課題 1 – SketchUp Proのプラグインを扱った文書セクションのうち、「中村氏はこのInventor」から「させるような活用を模索中だ。」までの部分をそのまま引用してもらえますか？

SketchUp Proには本体機能を拡張するプラグイン機能があり、さまざまなプラグインソフトが多数公開されている。その理由はAPI(application programming interface)やSDK(ソフトウェア開発キット)が公開されていること、汎用プログラミング言語Rubyでも開発できることだ。プラグインを利用することで、画面操作では作成が難しい複雑な形状を作ったり、数値入力でモデルを自動生成することなども可能になる。
中村氏が注目しているプラグインは「Inventory3D for Excel」(以下、Inventory3D)と「Kubity」だ。
Inventory3DはSketchUp Proで作成した3Dオブジェクト(コンポーネント)にExcelで作成したレコード(1行分のデータ)を紐づけできるユニークなプラグイン。レコードは複数かつ任意の項目を作成できるため、ユーザーの目的に沿った情報管理が可能だ。Excelデータと3Dオブジェクトを連携させると、オブジェクトの「レイヤ情報」「座標値」「体積」を取得してExcelのレコードに反映される。Inventory3D画面で任意のレコードをクリックすると該当する3Dオブジェクトがハイライト表示したり、逆に3DオブジェクトをクリックするとInventory3D上のレコードが選択される。データ連携のベースが使い慣れたExcelなので、マクロやVBAなどが使えると応用範囲はさらに広がるだろう。


中村氏はこのInventory3Dをコンクリートの品質管理に利用。具体的には、治山の谷止工事でコンクリートを打設する施工順に3Dオブジェクトを作成し、それらに名前/スランプ長/空気量/打設日/打設気温/メーカーなどの項目をレコードと紐づけて、品質管理を視覚的に行えるようにしている。

現在はさらに一歩進めて、Inventory3Dと連携しているExcelシートから打設日情報を抜き出し、
自作のExcelの工程管理表でガントチャートを自動生成させるような活用を模索中だ。

課題 2 – 記録の中から、「carved」という文字列を含む行をすべて集めてもらえますか？

入力データ –
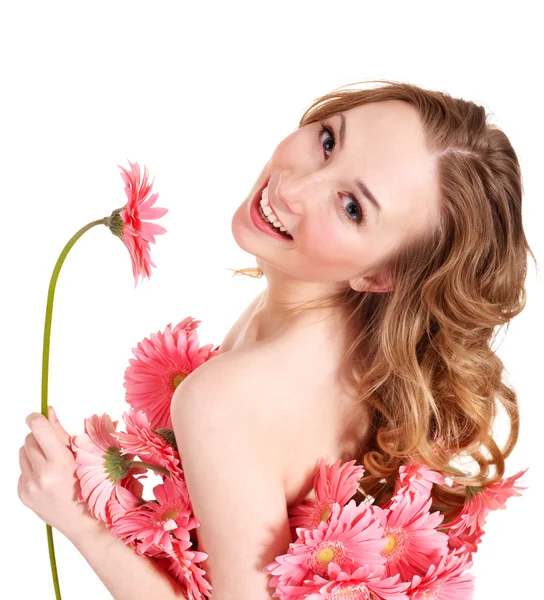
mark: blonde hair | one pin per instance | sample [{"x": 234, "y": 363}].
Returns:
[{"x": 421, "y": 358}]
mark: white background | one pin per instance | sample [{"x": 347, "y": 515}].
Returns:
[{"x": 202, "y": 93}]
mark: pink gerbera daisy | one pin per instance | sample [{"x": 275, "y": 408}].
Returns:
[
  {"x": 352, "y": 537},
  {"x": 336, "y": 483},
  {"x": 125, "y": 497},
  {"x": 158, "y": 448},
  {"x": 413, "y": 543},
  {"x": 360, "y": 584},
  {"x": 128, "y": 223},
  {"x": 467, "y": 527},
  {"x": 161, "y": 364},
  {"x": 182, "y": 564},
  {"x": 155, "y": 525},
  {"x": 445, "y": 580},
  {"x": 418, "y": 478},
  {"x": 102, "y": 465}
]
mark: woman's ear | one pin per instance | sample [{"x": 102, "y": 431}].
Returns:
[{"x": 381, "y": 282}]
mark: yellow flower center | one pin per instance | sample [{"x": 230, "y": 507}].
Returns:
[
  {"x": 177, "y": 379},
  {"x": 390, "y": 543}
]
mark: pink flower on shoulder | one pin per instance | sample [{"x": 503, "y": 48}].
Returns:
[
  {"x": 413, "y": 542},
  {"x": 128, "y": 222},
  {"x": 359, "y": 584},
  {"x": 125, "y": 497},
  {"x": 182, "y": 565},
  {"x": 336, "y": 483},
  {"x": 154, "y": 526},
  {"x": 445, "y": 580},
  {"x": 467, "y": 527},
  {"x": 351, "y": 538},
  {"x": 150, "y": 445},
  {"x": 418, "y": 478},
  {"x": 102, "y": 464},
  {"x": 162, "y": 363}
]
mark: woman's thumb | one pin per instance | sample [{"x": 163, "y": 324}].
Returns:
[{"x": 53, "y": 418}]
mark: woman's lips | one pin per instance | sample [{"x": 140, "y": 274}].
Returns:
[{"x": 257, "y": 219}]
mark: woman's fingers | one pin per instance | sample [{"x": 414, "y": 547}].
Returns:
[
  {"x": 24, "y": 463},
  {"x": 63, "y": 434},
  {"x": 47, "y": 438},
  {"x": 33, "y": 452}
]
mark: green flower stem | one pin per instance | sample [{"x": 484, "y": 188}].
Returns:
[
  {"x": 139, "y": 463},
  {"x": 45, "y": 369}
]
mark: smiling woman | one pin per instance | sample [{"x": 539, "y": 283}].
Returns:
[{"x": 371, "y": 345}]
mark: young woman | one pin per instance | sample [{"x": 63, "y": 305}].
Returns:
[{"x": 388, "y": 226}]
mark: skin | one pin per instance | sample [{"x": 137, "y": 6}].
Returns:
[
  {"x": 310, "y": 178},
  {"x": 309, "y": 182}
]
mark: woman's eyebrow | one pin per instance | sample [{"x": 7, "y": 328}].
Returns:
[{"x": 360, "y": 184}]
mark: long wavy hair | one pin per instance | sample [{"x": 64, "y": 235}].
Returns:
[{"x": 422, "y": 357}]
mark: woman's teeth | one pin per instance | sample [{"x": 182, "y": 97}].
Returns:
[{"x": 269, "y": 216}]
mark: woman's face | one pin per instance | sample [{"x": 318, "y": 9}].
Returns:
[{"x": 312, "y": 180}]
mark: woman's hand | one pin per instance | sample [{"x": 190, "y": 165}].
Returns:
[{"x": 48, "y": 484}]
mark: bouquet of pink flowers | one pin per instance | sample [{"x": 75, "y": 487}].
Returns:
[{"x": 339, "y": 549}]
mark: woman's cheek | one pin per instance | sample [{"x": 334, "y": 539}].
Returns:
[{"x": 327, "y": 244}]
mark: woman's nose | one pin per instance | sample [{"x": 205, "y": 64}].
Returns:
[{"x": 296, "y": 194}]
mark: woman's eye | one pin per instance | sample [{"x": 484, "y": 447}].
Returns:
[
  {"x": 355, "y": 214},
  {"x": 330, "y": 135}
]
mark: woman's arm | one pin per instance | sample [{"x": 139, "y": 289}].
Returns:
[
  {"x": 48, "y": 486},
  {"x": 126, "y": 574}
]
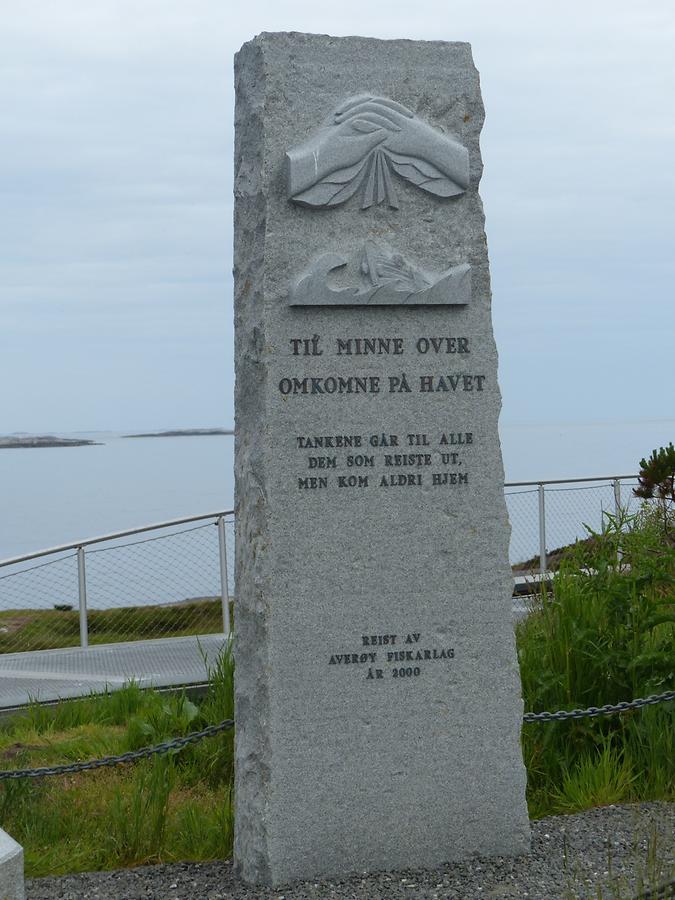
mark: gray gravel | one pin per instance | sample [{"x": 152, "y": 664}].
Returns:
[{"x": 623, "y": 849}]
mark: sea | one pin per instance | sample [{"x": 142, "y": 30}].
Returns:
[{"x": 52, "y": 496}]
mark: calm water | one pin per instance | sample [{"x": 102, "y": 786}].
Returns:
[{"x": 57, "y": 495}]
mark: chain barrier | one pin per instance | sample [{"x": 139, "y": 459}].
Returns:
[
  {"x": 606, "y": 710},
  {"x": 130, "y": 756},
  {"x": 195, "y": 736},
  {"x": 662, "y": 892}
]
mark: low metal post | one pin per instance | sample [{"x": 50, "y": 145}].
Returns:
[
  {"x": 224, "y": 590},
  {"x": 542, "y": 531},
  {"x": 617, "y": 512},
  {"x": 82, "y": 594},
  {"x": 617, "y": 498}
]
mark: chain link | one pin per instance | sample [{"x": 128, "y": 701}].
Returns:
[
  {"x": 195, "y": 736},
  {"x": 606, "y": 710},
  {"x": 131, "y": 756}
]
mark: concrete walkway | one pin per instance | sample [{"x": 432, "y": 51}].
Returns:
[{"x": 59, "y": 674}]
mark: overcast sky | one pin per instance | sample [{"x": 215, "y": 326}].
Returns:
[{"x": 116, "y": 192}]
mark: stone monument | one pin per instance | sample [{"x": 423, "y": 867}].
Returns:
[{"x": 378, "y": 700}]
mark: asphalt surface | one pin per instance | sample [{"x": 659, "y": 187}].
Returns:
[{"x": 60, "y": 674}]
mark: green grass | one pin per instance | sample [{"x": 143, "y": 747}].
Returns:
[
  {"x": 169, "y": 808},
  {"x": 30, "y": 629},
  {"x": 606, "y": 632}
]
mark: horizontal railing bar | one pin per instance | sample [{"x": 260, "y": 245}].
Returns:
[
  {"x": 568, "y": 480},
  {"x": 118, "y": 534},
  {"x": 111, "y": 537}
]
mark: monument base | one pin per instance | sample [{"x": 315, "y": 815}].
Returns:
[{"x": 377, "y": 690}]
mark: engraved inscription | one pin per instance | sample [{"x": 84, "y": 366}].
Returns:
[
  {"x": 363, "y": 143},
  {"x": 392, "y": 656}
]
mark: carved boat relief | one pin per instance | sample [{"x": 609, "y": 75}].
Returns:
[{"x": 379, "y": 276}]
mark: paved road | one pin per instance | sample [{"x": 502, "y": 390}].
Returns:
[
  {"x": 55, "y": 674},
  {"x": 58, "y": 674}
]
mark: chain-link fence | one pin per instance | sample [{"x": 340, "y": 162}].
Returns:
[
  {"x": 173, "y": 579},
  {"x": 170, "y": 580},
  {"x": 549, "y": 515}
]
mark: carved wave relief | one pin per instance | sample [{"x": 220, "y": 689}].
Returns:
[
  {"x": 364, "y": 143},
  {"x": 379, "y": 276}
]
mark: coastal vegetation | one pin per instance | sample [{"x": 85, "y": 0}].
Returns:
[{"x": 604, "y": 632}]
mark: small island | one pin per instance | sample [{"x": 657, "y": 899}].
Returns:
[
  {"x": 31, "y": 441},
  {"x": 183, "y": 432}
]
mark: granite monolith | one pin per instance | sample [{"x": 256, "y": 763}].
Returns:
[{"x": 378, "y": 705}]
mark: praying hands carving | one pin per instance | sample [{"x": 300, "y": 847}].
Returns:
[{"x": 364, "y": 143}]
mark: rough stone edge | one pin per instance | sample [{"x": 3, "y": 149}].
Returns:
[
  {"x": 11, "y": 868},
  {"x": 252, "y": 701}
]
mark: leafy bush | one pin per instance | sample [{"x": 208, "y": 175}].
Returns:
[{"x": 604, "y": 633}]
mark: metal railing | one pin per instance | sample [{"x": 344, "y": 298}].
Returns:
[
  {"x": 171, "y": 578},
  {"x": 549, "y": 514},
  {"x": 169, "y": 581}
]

実行結果 1 –
中村氏はこのInventory3Dをコンクリートの品質管理に利用。具体的には、治山の谷止工事でコンクリートを打設する施工順に3Dオブジェクトを作成し、それらに名前/スランプ長/空気量/打設日/打設気温/メーカーなどの項目をレコードと紐づけて、品質管理を視覚的に行えるようにしている。

現在はさらに一歩進めて、Inventory3Dと連携しているExcelシートから打設日情報を抜き出し、
自作のExcelの工程管理表でガントチャートを自動生成させるような活用を模索中だ。

実行結果 2 –
mark: carved boat relief | one pin per instance | sample [{"x": 609, "y": 75}].
mark: carved wave relief | one pin per instance | sample [{"x": 220, "y": 689}].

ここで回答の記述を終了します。